(Region pointing data)
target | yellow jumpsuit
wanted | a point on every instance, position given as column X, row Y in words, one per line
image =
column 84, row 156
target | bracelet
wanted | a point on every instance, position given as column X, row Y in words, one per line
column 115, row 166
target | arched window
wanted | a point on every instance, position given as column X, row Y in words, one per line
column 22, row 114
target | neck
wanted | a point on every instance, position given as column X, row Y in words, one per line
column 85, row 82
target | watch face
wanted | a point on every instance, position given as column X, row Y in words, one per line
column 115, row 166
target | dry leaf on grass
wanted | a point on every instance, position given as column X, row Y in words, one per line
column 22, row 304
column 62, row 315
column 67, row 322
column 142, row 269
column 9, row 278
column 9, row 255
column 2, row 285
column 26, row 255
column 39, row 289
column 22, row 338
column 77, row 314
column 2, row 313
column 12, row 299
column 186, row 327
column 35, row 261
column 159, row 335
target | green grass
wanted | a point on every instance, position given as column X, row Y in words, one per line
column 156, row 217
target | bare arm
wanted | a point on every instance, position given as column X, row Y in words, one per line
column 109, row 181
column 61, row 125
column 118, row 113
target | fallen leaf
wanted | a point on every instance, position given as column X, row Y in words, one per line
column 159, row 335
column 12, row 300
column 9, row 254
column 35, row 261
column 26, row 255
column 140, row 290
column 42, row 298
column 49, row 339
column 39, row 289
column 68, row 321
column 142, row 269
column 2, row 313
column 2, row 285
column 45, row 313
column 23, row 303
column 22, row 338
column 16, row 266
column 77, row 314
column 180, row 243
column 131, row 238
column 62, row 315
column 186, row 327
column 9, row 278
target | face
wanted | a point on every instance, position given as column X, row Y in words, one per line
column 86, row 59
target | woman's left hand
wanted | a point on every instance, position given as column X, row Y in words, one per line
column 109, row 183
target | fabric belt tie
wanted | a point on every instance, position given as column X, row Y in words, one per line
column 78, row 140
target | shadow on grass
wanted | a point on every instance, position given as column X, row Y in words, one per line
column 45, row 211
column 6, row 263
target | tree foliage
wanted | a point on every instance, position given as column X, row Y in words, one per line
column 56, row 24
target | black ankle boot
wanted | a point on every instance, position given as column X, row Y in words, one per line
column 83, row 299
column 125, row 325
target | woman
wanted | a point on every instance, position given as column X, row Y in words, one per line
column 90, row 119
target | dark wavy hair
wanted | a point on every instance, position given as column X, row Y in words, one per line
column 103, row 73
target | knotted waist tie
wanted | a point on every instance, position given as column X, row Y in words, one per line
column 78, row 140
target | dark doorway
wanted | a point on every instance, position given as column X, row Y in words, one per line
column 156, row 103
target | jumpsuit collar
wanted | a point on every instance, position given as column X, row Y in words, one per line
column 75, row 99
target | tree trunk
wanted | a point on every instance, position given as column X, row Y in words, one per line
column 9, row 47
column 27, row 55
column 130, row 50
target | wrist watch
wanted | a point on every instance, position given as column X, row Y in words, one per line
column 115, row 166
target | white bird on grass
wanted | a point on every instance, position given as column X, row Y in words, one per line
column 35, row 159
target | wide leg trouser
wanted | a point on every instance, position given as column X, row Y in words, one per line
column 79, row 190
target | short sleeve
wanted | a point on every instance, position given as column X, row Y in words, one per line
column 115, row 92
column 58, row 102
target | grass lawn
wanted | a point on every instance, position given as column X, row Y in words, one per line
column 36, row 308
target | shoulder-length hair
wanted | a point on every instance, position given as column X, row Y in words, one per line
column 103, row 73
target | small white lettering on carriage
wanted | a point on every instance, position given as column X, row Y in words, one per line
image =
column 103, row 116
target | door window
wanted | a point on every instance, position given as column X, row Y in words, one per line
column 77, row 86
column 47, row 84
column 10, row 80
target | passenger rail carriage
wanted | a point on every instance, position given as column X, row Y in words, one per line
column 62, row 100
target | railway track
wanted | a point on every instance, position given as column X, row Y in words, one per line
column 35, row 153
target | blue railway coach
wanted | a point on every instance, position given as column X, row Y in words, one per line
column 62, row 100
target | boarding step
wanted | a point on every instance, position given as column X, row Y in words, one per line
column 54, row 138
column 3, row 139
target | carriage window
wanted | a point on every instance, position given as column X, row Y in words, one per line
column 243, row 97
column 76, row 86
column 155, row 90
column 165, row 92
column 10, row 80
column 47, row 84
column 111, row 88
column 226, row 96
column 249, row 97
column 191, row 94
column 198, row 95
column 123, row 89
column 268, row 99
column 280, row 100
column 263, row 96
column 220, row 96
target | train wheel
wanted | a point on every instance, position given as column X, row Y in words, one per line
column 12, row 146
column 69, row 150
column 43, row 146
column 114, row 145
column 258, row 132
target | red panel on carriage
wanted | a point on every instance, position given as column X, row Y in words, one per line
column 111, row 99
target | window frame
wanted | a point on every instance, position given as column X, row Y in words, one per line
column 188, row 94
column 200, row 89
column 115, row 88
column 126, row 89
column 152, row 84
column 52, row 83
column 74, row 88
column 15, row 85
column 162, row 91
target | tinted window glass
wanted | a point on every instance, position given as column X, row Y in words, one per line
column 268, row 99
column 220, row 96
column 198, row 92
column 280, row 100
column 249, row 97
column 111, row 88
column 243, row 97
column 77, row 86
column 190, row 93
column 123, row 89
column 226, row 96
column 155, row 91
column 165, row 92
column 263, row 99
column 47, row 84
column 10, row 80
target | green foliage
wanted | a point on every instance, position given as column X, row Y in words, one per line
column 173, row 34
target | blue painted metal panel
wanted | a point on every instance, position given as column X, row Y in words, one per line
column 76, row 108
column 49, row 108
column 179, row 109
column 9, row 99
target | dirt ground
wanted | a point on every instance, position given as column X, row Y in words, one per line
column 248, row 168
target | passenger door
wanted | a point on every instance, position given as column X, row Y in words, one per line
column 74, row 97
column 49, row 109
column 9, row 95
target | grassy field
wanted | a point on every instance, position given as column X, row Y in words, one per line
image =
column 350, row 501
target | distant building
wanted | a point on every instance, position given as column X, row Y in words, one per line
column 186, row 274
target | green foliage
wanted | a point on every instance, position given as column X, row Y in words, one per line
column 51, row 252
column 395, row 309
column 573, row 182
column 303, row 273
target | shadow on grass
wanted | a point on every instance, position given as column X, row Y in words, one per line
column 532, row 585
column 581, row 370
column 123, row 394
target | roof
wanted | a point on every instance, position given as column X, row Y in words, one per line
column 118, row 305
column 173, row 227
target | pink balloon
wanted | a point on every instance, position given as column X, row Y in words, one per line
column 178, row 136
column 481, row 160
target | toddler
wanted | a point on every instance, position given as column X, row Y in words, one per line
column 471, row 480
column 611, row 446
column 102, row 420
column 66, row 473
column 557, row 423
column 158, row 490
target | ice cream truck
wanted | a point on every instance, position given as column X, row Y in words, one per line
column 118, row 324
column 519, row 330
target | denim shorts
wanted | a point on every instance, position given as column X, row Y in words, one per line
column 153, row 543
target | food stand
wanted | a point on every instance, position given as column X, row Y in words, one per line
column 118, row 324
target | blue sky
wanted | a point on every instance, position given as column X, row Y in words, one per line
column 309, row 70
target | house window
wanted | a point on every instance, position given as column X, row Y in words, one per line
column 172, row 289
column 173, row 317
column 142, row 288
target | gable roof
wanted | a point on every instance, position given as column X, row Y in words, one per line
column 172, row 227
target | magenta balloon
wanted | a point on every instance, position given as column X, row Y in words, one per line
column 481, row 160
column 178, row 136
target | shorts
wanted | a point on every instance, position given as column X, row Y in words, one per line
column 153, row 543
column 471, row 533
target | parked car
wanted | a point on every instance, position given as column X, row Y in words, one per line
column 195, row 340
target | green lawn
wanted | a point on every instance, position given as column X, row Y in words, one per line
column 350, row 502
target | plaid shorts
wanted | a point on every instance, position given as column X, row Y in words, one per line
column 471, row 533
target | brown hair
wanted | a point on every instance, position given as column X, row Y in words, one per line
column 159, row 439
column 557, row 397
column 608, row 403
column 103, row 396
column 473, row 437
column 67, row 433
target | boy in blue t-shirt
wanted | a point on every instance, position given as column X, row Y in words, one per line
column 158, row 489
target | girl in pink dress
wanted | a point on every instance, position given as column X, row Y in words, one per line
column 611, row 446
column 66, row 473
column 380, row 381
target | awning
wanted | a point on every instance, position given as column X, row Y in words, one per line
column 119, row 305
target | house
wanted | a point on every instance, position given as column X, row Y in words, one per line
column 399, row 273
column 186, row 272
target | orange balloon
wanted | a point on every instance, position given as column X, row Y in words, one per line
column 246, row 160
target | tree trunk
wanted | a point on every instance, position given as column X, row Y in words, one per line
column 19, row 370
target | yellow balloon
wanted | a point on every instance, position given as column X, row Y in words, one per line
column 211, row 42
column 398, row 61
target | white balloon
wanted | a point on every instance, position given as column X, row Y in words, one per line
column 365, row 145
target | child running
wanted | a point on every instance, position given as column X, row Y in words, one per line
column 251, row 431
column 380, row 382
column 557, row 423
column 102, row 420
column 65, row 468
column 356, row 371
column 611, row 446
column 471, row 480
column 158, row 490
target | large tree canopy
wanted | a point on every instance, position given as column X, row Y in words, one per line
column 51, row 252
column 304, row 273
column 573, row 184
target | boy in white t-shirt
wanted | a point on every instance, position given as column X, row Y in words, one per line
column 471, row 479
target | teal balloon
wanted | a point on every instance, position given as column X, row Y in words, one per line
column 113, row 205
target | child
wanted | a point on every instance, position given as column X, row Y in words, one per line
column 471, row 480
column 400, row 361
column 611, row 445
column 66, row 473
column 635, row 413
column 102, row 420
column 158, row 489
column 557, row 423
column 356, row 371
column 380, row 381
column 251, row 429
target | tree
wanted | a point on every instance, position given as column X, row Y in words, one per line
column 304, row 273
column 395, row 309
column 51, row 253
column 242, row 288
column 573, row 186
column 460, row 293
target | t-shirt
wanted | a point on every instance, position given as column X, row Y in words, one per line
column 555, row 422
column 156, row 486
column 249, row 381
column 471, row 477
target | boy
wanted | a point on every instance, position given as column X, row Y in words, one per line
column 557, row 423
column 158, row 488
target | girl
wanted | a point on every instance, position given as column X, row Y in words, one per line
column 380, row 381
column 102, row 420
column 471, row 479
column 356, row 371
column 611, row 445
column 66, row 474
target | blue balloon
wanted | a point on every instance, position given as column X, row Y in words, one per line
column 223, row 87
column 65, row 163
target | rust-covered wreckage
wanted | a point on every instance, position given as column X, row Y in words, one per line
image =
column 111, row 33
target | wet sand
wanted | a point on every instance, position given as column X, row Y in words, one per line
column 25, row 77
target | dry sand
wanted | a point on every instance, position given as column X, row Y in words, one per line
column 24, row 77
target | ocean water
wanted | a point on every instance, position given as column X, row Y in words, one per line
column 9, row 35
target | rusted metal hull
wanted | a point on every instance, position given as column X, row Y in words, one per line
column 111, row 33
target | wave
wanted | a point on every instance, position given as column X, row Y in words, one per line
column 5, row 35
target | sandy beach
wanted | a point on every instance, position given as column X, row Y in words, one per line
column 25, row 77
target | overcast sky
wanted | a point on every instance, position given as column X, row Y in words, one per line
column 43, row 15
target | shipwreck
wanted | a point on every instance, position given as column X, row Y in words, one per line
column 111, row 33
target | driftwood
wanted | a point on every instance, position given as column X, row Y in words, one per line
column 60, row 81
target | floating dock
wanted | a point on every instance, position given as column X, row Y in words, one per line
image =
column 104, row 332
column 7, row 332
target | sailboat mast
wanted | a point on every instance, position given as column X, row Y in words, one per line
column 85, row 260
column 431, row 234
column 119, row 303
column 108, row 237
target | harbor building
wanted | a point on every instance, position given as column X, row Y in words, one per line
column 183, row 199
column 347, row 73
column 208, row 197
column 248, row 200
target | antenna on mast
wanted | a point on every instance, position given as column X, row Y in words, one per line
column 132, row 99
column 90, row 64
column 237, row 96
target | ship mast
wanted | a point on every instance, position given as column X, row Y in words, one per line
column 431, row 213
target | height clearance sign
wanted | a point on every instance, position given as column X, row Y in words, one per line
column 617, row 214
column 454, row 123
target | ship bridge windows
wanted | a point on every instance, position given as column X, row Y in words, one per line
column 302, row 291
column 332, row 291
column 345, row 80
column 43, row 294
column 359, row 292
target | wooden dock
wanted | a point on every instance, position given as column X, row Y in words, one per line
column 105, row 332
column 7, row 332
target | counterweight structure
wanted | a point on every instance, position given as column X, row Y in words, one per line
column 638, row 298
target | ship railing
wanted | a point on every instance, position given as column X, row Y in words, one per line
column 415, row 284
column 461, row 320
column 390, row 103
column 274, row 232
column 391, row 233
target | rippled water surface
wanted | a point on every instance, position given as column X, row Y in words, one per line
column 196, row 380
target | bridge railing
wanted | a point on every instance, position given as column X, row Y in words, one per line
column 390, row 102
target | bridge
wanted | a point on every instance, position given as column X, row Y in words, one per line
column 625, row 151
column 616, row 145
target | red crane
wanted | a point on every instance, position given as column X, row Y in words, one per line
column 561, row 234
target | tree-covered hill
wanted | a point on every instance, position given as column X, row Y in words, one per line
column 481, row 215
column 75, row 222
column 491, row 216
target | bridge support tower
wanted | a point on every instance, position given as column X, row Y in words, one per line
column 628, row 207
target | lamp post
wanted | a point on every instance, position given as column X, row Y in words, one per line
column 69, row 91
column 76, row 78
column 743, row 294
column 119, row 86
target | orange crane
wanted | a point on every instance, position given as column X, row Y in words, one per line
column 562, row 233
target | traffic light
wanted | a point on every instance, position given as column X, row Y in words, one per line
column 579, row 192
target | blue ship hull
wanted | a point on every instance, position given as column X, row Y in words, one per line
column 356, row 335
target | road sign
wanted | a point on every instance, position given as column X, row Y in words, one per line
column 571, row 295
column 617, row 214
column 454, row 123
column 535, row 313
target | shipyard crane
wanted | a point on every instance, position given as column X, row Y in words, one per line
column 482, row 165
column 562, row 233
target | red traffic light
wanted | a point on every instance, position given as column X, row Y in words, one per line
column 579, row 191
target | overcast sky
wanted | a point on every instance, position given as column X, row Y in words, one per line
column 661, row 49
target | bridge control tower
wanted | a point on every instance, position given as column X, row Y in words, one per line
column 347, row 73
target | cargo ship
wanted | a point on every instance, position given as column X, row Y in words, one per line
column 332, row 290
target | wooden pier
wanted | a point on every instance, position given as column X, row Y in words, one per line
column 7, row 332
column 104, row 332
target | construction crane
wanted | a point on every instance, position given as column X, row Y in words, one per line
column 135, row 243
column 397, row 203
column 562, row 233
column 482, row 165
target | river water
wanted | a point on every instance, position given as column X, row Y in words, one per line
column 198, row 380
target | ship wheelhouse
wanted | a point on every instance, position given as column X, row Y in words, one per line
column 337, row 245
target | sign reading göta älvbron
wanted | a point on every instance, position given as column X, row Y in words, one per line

Task prompt: Wherever the string "covered" appears in the data above, report the whole line.

Reply:
target | rust-covered wreckage
target | tree-covered hill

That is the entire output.